▶

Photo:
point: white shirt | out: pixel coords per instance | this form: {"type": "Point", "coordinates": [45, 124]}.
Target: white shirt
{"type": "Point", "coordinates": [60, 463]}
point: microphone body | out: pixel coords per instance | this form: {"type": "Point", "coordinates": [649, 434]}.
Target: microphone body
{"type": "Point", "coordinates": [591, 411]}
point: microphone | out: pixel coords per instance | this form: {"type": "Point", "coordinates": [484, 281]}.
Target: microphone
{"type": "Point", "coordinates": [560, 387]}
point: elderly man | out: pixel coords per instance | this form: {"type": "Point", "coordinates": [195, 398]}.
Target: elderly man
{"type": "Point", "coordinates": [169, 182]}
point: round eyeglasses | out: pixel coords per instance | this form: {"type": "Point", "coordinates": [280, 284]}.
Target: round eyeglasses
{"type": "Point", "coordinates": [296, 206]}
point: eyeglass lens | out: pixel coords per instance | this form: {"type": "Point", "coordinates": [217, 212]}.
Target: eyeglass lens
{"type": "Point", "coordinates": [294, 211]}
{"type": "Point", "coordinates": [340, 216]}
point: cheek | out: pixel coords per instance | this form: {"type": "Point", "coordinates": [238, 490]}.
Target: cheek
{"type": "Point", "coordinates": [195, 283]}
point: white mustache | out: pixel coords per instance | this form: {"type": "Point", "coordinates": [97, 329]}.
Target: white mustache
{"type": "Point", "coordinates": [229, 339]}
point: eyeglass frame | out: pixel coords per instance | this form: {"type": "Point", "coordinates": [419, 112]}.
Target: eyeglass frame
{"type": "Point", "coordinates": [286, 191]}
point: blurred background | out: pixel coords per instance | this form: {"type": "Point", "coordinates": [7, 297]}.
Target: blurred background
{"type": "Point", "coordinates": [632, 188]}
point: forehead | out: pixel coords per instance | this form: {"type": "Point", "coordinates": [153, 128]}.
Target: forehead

◀

*TASK DETAILS*: Copy out, word for word, every line from the one containing "point: round eyeglasses" through the last line.

*EXERCISE SOLUTION*:
point: round eyeglasses | out: pixel coords per instance | this form: {"type": "Point", "coordinates": [280, 284]}.
Target: round eyeglasses
{"type": "Point", "coordinates": [296, 206]}
point: eyeglass lens | out: pixel coords per instance | this form: {"type": "Point", "coordinates": [217, 212]}.
Target: eyeglass lens
{"type": "Point", "coordinates": [294, 211]}
{"type": "Point", "coordinates": [340, 216]}
point: cheek | out: pixel coords per instance | this form: {"type": "Point", "coordinates": [238, 490]}.
Target: cheek
{"type": "Point", "coordinates": [195, 283]}
point: white mustache | out: pixel coords per instance | this form: {"type": "Point", "coordinates": [97, 329]}.
Target: white mustache
{"type": "Point", "coordinates": [229, 339]}
point: eyeglass frame | out: pixel coords per instance | this form: {"type": "Point", "coordinates": [419, 112]}.
Target: eyeglass frame
{"type": "Point", "coordinates": [286, 191]}
point: blurred background | out: pixel coords per instance | this form: {"type": "Point", "coordinates": [7, 297]}.
Target: blurred background
{"type": "Point", "coordinates": [632, 188]}
point: forehead | out: pixel coords per instance | this form: {"type": "Point", "coordinates": [153, 128]}.
Target: forehead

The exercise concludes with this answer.